Kiracı Tarafından Yasal Artış Sınırının Üzerinde Yapılan Kira Ödemelerinin Kiraya Verenden Geri İstenebilmesinin Mümkün Olmadığına Dair İstinaf Kararı.
Aşağıda, kiracının yasal artışın üzerinde yaptığı kira ödemelerinin , (fazla kısım yönünden) geri alınması talepli açtığı davanın reddi gerektiğini ve bunun TMK 2 kapsamında değerlendirilmesi gerektiğini öngören istinaf kararı sunulmaktadır.
İZMİR BÖLGE ADLİYE MAHKEMESİ 23. HUKUK DAİRESİ,
E. 2024/3426
K.2025/1209 T. 27.06.2025
Daire: İzmir Bölge Adliye Mahkemesi 23. Hukuk Dairesi
Esas No: 2024/3426
Karar No: 2025/1209
Karar Tarih: 27.06.2025
İZMİR BÖLGE ADLİYE MAHKEMESİ 23. HUKUK DAİRESİ
DOSYA NO: 2024/3426
KARAR NO: 2025/1209
İNCELENEN KARARIN MAHKEMESİ : İZMİR 3. SULH HUKUK MAHKEMESİ
TARİHİ: 02/07/2024
DAVANIN KONUSU: Alacak (Taşınmaz Kira Sözleşmesinden Kaynaklanan)

§ **Görev Listesi**:
- A) Karar metnini "Kiracı Tarafından Yasal" ifadesinden "Dair İstinaf Kararı." ifadesine kadar, bu ifadeler de dahil olmak üzere yeniden yazın. Bunu yaparken "Kiraya Verenden" yerine "Ev Sahibinden" koyarak metni değiştirin.
- B) Karar metnindeki şu cümleyi İngilizceye çevirin: "Aşağıda, kiracının yasal artışın üzerinde yaptığı kira ödemelerinin , (fazla kısım yönünden) geri alınması talepli açtığı davanın reddi gerektiğini ve bunun TMK 2 kapsamında değerlendirilmesi gerektiğini öngören istinaf kararı sunulmaktadır."
Kayıtların bu kısımla hiçbir ilgisi yoktur.

İşaretleme verilerinden alıntılar:
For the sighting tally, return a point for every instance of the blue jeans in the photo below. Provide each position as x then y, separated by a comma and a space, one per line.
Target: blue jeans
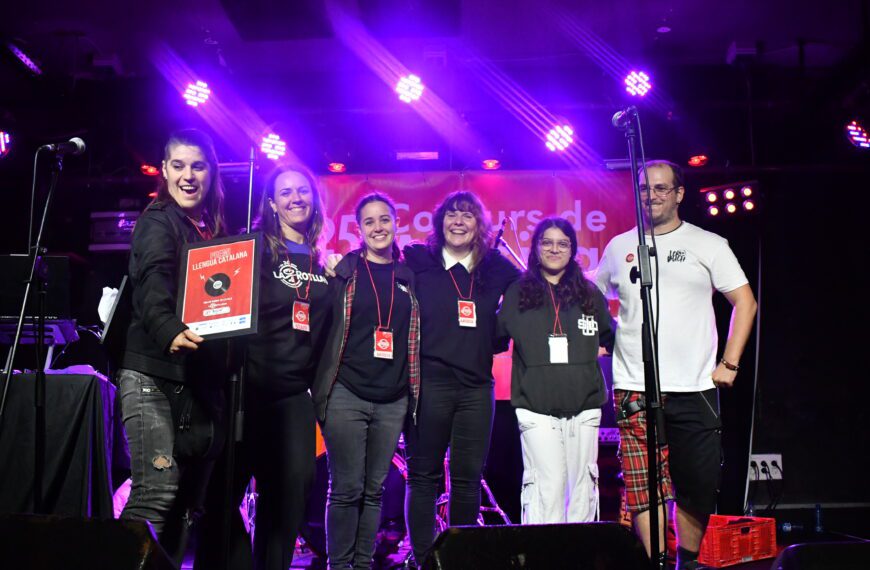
164, 493
361, 438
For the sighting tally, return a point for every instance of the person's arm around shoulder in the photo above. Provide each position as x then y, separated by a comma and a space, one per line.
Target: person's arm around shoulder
743, 312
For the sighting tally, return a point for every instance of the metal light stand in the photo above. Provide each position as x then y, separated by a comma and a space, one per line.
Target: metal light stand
654, 416
39, 382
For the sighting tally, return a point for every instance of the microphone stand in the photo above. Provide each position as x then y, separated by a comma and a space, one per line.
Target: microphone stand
236, 405
654, 415
39, 382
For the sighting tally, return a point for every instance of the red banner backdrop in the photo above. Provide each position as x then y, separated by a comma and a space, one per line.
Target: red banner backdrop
598, 204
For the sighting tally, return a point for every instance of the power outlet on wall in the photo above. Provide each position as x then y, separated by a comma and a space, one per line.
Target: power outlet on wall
771, 462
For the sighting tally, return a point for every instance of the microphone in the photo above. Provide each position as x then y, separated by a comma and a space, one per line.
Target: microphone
75, 146
500, 232
621, 118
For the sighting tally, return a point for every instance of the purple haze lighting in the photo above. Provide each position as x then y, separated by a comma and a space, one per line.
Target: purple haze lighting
273, 147
559, 138
637, 83
23, 58
197, 93
409, 88
857, 134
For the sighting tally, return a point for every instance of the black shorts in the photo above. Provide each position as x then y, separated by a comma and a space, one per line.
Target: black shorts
693, 457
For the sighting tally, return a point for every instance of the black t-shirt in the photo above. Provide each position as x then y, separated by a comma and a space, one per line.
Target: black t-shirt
281, 359
370, 378
447, 348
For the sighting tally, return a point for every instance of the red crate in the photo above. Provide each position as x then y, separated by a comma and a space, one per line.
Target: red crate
732, 540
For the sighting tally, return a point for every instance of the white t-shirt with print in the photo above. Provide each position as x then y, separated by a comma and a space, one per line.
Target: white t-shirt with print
692, 264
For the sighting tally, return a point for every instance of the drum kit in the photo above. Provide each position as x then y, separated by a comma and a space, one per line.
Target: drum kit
391, 533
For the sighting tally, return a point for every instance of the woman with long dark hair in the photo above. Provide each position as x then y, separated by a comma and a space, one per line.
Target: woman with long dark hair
165, 367
365, 381
460, 279
557, 320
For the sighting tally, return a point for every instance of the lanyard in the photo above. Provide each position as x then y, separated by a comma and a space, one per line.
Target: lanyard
308, 283
377, 299
206, 235
455, 284
557, 321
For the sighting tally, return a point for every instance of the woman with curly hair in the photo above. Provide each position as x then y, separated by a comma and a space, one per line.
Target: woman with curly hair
460, 280
557, 320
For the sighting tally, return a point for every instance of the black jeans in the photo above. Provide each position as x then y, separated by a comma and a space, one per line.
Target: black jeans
361, 438
448, 413
278, 451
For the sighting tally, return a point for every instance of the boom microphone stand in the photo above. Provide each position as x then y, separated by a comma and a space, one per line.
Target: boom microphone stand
39, 382
628, 121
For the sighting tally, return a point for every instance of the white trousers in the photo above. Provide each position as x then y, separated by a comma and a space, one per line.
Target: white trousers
560, 467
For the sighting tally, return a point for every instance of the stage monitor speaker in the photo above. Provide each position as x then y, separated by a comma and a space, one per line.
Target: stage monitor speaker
43, 542
578, 546
824, 555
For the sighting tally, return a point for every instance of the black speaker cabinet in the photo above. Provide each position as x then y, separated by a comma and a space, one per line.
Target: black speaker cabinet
578, 546
37, 542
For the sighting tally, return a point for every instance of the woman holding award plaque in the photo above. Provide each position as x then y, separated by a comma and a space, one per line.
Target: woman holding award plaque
368, 375
165, 369
278, 445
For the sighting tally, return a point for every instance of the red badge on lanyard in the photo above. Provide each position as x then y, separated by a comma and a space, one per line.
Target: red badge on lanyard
301, 306
383, 335
300, 316
466, 309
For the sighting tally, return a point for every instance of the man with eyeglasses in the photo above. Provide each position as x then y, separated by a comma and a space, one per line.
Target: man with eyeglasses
691, 264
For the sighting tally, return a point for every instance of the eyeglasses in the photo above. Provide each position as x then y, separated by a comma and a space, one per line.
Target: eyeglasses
562, 245
659, 190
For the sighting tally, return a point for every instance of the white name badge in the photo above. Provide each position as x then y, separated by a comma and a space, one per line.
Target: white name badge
467, 313
558, 349
384, 344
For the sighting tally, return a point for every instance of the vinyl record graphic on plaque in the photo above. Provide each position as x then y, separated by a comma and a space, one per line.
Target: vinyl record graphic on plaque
217, 284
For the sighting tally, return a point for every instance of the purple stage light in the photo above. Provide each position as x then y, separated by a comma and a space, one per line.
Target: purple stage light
637, 83
559, 138
273, 147
409, 88
5, 143
23, 58
857, 134
197, 93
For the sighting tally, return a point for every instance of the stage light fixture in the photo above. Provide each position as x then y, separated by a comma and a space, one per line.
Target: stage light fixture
409, 88
273, 147
5, 143
197, 93
698, 160
24, 58
149, 170
637, 83
857, 134
559, 138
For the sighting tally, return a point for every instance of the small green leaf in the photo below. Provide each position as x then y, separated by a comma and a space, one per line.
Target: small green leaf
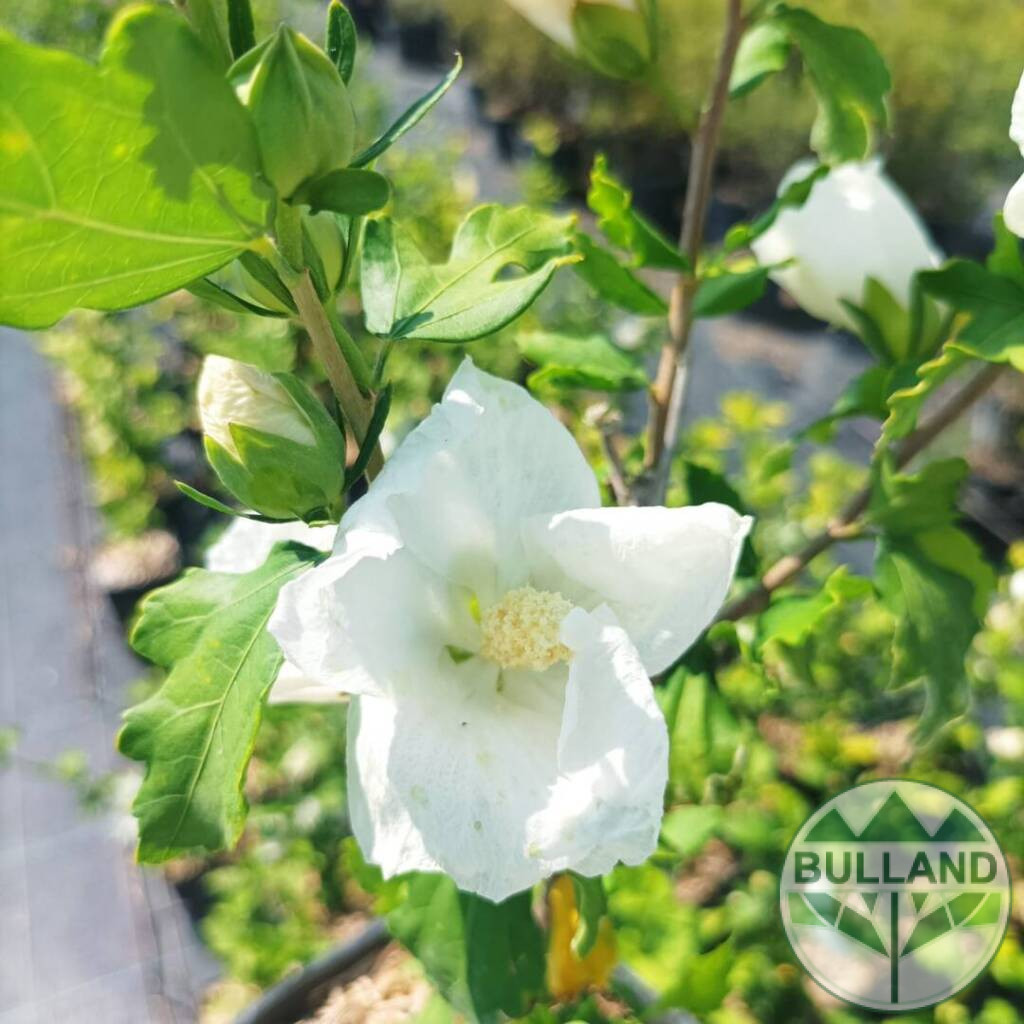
212, 292
196, 734
624, 226
348, 190
613, 282
114, 190
471, 295
241, 30
1005, 259
686, 829
995, 304
936, 585
341, 39
793, 620
485, 958
590, 361
381, 408
763, 51
728, 292
794, 197
704, 983
850, 79
410, 119
592, 905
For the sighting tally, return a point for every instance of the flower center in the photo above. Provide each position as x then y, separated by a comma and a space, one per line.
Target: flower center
521, 630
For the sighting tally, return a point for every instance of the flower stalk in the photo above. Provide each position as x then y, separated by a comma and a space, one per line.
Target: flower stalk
668, 391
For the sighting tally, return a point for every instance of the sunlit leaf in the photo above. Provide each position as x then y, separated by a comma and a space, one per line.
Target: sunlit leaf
114, 190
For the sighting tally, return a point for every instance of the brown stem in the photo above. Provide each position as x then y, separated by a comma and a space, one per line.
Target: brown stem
666, 395
786, 568
355, 407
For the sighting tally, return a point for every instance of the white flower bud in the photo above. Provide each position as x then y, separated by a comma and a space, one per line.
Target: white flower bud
855, 224
238, 392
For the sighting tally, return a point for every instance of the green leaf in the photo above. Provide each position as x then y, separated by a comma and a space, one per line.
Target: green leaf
904, 504
472, 294
590, 361
1005, 259
763, 51
348, 190
212, 292
613, 282
592, 904
728, 292
196, 734
624, 226
341, 39
793, 620
794, 197
485, 958
114, 190
686, 829
935, 584
374, 429
410, 119
850, 79
995, 304
704, 983
241, 30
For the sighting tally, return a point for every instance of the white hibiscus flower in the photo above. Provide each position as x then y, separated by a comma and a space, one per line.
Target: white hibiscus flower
1013, 211
498, 630
243, 547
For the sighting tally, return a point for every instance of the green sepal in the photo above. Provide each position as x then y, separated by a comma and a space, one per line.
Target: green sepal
410, 118
592, 905
349, 190
341, 41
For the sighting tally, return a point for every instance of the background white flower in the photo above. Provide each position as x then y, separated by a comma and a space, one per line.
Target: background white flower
1013, 211
244, 546
499, 630
855, 224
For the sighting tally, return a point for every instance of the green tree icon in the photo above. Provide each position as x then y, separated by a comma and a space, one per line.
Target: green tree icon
932, 914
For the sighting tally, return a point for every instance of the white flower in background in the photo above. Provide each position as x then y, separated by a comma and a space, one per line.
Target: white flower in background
243, 547
1013, 211
498, 630
613, 36
230, 391
855, 224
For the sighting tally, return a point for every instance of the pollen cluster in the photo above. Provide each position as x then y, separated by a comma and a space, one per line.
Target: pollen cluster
521, 630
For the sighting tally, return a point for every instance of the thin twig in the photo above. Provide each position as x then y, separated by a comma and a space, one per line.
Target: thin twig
355, 407
616, 470
667, 393
840, 528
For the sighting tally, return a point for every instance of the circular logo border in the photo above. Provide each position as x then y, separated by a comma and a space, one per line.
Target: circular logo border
913, 1005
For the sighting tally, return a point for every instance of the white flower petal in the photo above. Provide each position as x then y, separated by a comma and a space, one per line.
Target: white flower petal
612, 756
246, 543
665, 572
457, 488
243, 547
372, 621
444, 780
855, 224
1017, 116
294, 686
1013, 211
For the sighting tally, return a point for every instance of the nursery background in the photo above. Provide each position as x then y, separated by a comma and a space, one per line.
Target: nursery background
769, 716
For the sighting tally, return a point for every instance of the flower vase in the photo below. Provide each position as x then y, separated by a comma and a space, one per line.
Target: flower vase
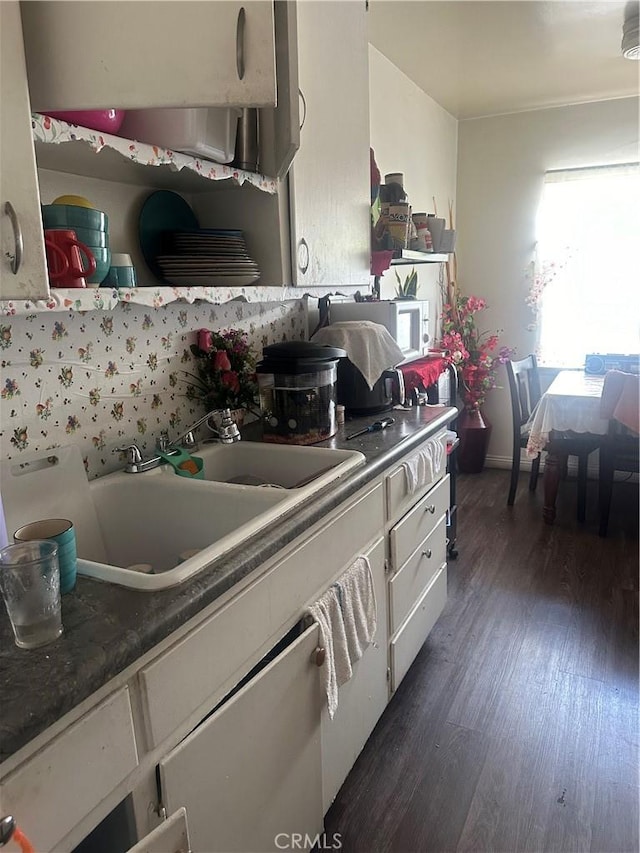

§ **Görev Cevapları**:
- A)
Kiracı Tarafından Yasal Artış Sınırının Üzerinde Yapılan Kira Ödemelerinin Ev Sahibinden Geri İstenebilmesinin Mümkün Olmadığına Dair İstinaf Kararı.

- B) Below is the appellate decision holding that the lawsuit filed by the tenant to recover rent payments made above the legal increase (with respect to the excess portion) must be dismissed, and that this must be assessed under TMK 2.